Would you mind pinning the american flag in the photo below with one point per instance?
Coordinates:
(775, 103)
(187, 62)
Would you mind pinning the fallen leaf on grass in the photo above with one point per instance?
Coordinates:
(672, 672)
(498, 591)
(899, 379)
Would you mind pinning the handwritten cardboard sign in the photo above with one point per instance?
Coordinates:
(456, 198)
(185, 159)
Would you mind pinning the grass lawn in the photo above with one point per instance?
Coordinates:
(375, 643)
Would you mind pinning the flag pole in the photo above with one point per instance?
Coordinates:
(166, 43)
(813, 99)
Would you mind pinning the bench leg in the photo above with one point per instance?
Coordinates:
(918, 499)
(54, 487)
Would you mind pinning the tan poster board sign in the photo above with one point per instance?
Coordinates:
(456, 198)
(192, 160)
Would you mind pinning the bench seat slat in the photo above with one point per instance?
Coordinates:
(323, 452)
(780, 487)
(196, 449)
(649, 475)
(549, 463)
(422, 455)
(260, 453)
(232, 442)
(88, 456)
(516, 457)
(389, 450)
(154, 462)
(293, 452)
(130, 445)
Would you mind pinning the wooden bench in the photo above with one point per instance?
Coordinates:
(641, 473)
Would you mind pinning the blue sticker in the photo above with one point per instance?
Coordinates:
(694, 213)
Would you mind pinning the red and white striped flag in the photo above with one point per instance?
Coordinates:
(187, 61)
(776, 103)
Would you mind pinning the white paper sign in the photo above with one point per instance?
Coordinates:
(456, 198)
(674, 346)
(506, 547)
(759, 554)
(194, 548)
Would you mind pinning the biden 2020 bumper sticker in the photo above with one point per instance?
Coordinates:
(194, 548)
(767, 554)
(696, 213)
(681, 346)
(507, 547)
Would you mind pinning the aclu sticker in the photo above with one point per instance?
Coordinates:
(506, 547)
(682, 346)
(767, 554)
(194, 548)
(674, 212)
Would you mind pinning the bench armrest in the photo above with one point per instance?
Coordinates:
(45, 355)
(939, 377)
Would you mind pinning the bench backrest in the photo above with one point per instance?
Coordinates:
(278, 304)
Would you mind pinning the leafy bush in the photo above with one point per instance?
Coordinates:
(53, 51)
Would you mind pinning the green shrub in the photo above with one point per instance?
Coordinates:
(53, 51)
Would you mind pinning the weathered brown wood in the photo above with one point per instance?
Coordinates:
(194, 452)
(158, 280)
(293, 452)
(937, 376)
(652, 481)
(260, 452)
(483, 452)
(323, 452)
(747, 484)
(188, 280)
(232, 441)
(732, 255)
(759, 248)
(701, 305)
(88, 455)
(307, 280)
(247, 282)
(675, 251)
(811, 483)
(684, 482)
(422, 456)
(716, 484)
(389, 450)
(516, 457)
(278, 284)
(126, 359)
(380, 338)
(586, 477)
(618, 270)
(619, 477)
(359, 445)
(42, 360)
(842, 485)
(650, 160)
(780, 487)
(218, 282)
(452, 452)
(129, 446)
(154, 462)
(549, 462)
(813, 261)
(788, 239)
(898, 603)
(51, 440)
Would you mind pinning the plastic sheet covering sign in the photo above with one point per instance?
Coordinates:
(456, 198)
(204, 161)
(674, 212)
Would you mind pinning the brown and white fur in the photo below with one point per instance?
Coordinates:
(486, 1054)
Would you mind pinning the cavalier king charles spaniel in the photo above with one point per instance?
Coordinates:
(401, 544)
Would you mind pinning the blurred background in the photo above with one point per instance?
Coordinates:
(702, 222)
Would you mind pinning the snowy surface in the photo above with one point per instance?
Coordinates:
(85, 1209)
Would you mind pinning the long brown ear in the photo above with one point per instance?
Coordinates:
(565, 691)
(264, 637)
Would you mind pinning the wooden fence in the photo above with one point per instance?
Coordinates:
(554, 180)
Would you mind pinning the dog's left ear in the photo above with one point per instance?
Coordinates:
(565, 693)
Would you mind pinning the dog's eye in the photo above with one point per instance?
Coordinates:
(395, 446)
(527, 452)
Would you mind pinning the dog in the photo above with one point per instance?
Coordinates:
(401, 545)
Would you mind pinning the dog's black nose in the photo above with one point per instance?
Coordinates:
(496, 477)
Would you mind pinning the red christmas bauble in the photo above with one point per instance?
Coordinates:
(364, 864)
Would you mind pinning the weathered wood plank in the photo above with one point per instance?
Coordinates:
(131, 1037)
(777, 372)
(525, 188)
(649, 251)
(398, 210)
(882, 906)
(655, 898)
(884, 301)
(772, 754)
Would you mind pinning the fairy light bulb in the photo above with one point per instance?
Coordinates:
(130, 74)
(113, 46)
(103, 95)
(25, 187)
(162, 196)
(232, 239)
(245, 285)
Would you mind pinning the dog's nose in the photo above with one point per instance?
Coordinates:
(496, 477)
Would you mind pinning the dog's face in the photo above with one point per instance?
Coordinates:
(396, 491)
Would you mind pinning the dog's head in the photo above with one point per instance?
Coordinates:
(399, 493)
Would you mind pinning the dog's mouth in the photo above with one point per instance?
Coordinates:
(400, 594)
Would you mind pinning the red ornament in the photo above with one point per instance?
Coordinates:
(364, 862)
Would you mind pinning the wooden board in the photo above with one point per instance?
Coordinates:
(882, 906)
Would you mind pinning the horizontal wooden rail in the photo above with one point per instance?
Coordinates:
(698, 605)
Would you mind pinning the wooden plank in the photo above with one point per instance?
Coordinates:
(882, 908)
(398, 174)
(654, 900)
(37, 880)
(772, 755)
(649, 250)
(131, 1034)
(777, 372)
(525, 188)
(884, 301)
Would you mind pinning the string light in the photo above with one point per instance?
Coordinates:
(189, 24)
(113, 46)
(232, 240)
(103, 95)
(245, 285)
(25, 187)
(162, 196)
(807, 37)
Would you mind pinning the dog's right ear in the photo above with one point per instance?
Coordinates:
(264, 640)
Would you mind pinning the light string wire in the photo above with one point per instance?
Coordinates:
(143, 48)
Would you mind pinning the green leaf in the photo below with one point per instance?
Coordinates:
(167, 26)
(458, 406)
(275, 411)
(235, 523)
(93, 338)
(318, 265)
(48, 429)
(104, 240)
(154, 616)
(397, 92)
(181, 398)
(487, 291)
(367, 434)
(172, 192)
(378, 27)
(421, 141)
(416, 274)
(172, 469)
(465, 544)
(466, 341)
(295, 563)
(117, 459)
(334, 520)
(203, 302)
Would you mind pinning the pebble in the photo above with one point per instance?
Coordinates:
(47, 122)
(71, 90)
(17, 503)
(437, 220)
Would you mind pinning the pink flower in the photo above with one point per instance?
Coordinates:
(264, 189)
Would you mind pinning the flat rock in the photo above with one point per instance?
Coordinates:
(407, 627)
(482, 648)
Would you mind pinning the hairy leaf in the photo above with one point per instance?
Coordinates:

=-=-=

:: Written task ::
Copy out every one of the entries above word for word, without changing anything.

:: Final result ::
Would you mind pinning the american flag in the photo below with one point per instance?
Coordinates:
(775, 103)
(187, 62)
Would you mind pinning the fallen leaf on grass in the photo above with one point per instance?
Coordinates:
(672, 672)
(498, 591)
(899, 379)
Would you mind pinning the handwritten cardboard sign in the photo above with one point per instance?
Coordinates:
(456, 198)
(185, 159)
Would you mind pinning the grass lawn in the photo above with one point per instance?
Coordinates:
(375, 643)
Would you mind pinning the flag pole in the photo above with one point per instance?
Coordinates:
(166, 43)
(813, 99)
Would you mind pinning the bench leg in the photo above with one point per instance?
Coordinates:
(918, 499)
(54, 487)
Would you mind pinning the tan poster board sign in the photo above with one point per instance?
Coordinates:
(456, 198)
(192, 160)
Would you mind pinning the bench seat slat in the photo above with one point per instance?
Coordinates:
(323, 452)
(780, 487)
(196, 449)
(649, 475)
(549, 463)
(422, 455)
(260, 453)
(232, 442)
(88, 456)
(516, 457)
(389, 450)
(154, 462)
(293, 452)
(130, 445)
Would you mind pinning the wooden bench in the photo above with one point per instance?
Coordinates:
(641, 473)
Would you mind pinning the blue sticker in the photo above with one point per instance?
Coordinates:
(694, 213)
Would you mind pinning the red and white striped flag in the photo above with one point per instance?
Coordinates:
(187, 61)
(776, 103)
Would you mind pinning the white paper sign in the photo above with one point per instance?
Coordinates:
(456, 198)
(674, 346)
(506, 547)
(759, 554)
(194, 548)
Would you mind pinning the biden 2020 bumper sticker in the photo above with one point per instance?
Coordinates:
(194, 548)
(767, 554)
(696, 213)
(681, 346)
(507, 547)
Would you mind pinning the aclu sticker in the photo above with one point per instance?
Coordinates:
(506, 547)
(682, 346)
(767, 554)
(194, 548)
(674, 212)
Would you mind pinning the bench armrest in the photo above with one point per instance?
Coordinates:
(45, 355)
(939, 377)
Would you mind pinning the bench backrest in the photo above with one point per instance?
Coordinates:
(278, 304)
Would you mind pinning the leafy bush in the photo above with one point per instance?
Coordinates:
(53, 51)
Would you mind pinning the green shrub in the photo above with one point per instance?
Coordinates:
(53, 51)
Would you mind pinning the weathered brown wood in the photo above with one point per instance?
Coordinates:
(194, 452)
(158, 280)
(293, 452)
(937, 376)
(652, 481)
(260, 452)
(483, 452)
(323, 452)
(747, 484)
(188, 280)
(232, 441)
(732, 255)
(759, 248)
(701, 305)
(88, 455)
(307, 280)
(247, 282)
(675, 251)
(811, 483)
(684, 482)
(422, 456)
(716, 484)
(389, 450)
(516, 457)
(278, 284)
(126, 359)
(380, 338)
(586, 477)
(618, 270)
(619, 477)
(359, 445)
(42, 360)
(842, 485)
(650, 160)
(780, 487)
(218, 282)
(452, 452)
(129, 446)
(154, 462)
(549, 462)
(813, 261)
(788, 239)
(898, 603)
(51, 440)
Would you mind pinning the plastic sheet covering sign in the photo above with one point per instance?
Coordinates:
(456, 198)
(204, 161)
(674, 212)
Would you mind pinning the brown and white fur in the photo below with one point per instance?
Coordinates:
(486, 1054)
Would you mind pinning the cavalier king charles spaniel in the photo above with one point per instance?
Coordinates:
(401, 544)
Would you mind pinning the blurred background in the photo above with one point per instance?
Coordinates:
(702, 222)
Would you mind pinning the snowy surface in the photo above with one point per instance?
Coordinates:
(85, 1209)
Would you mind pinning the long brown ear in the photo above with one point per instance?
Coordinates:
(565, 691)
(264, 637)
Would you mind pinning the wooden fence in the photo above with one point per instance?
Coordinates:
(554, 180)
Would you mind pinning the dog's left ear in the photo above with one point per instance?
Coordinates:
(565, 693)
Would you mind pinning the dog's eye in the photo above with one point per instance?
Coordinates:
(395, 446)
(527, 452)
Would you mind pinning the dog in the photo above with one point per instance?
Coordinates:
(401, 545)
Would you mind pinning the dog's black nose in the photo above with one point per instance?
Coordinates:
(496, 477)
Would you mind pinning the red christmas bauble in the photo above with one point per instance?
Coordinates:
(364, 864)
Would you mind pinning the weathered wood plank in the photo above with one point per instance?
Coordinates:
(131, 1037)
(777, 372)
(525, 188)
(649, 251)
(398, 210)
(882, 906)
(655, 898)
(884, 301)
(772, 754)
Would you mind pinning the fairy light bulb in the photo above with one point per instance?
Coordinates:
(130, 74)
(113, 46)
(103, 95)
(25, 187)
(162, 196)
(232, 239)
(245, 285)
Would you mind pinning the dog's nose in the photo above with one point per instance?
Coordinates:
(496, 477)
Would you mind pinning the dog's face in the photo above with one point per instance?
Coordinates:
(396, 491)
Would you mind pinning the dog's head in the photo above with one point per instance?
Coordinates:
(399, 493)
Would you mind pinning the dog's mouth in the photo above with one point per instance?
Coordinates:
(400, 594)
Would you mind pinning the red ornament in the photo above with one point per instance?
Coordinates:
(364, 862)
Would you mind pinning the wooden board in the photo above with one point per instance?
Coordinates:
(882, 906)
Would you mind pinning the horizontal wooden rail in the photo above with one point per instance?
Coordinates:
(698, 605)
Would you mind pinning the wooden plank in the photo above with one point per instance?
Coordinates:
(882, 908)
(398, 174)
(654, 900)
(37, 880)
(772, 755)
(649, 250)
(131, 1034)
(777, 372)
(525, 188)
(884, 301)
Would you mind pinning the string light in the photo above with one point per instance?
Coordinates:
(189, 24)
(113, 46)
(232, 240)
(103, 95)
(245, 285)
(25, 187)
(162, 196)
(807, 37)
Would you mind pinning the dog's right ear in the photo above with one point per instance?
Coordinates:
(264, 640)
Would you mind pinning the light string wire in the photo above with one point per instance?
Coordinates:
(143, 48)
Would you mind pinning the green leaf in the photo below with one point per instance?
Coordinates:
(167, 26)
(458, 406)
(275, 411)
(235, 523)
(93, 338)
(318, 265)
(48, 429)
(104, 240)
(154, 616)
(397, 92)
(181, 398)
(487, 291)
(367, 434)
(172, 192)
(378, 27)
(421, 141)
(416, 274)
(172, 469)
(465, 544)
(466, 341)
(295, 563)
(117, 459)
(334, 520)
(203, 302)
Would you mind pinning the pebble in the photo above with one point per instance?
Coordinates:
(47, 122)
(71, 90)
(17, 503)
(437, 220)
Would you mind pinning the pink flower in the photo above with one point per instance?
Coordinates:
(264, 189)
Would you mind pinning the flat rock in the photo above with one point per instance?
Coordinates:
(407, 627)
(482, 648)
Would you mind pinning the hairy leaf in the photo above with one point per instance?
Coordinates:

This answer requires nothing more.